> [Direction] Reproduce the full listing below verbatim, line for line, leaving out the pictures.

> [Data rows]

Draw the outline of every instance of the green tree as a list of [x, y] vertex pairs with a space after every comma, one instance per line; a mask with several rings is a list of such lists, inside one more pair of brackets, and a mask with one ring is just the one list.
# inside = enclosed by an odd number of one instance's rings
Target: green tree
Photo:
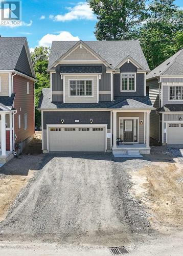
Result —
[[50, 87], [50, 75], [47, 73], [50, 49], [48, 47], [36, 47], [31, 53], [32, 60], [36, 75], [35, 84], [35, 106], [36, 126], [41, 124], [41, 113], [37, 110], [42, 88]]
[[182, 47], [183, 12], [174, 0], [154, 0], [149, 5], [149, 17], [138, 29], [140, 40], [151, 69]]
[[97, 15], [98, 40], [127, 40], [147, 17], [145, 0], [88, 0]]

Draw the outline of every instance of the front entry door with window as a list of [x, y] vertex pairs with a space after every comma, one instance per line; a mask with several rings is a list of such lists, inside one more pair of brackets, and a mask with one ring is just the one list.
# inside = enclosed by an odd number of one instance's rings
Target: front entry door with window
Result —
[[133, 141], [133, 120], [124, 120], [124, 142]]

> [Answer below]
Draw the outline of every instance of the green tree as a list of [x, y] vertex pairs with a space after every comma, one instance per line; a mask with several rings is a list of such lists, inside one more pair of brackets, and a mask with one ring is just the one list.
# inside = enclosed by an odd number of one instance's rings
Target: green tree
Photo:
Result —
[[50, 87], [50, 75], [47, 73], [50, 49], [48, 47], [36, 47], [31, 53], [32, 60], [36, 75], [35, 84], [35, 106], [36, 126], [41, 124], [41, 113], [37, 110], [42, 88]]
[[182, 47], [183, 12], [174, 0], [154, 0], [149, 5], [149, 17], [138, 29], [140, 40], [151, 69]]
[[97, 15], [98, 40], [127, 40], [147, 17], [145, 0], [88, 0]]

Draw the outline of every instance of the front entry door with window as a list of [x, y] vertex pairs with a space after every comma, one instance per line; a mask with several rings is a list of such lists, inside one more pair of brackets, and a mask with one ring is just the one list.
# inside = enclosed by an odd number of one instance's rings
Target: front entry door with window
Result —
[[133, 141], [133, 120], [124, 120], [124, 142]]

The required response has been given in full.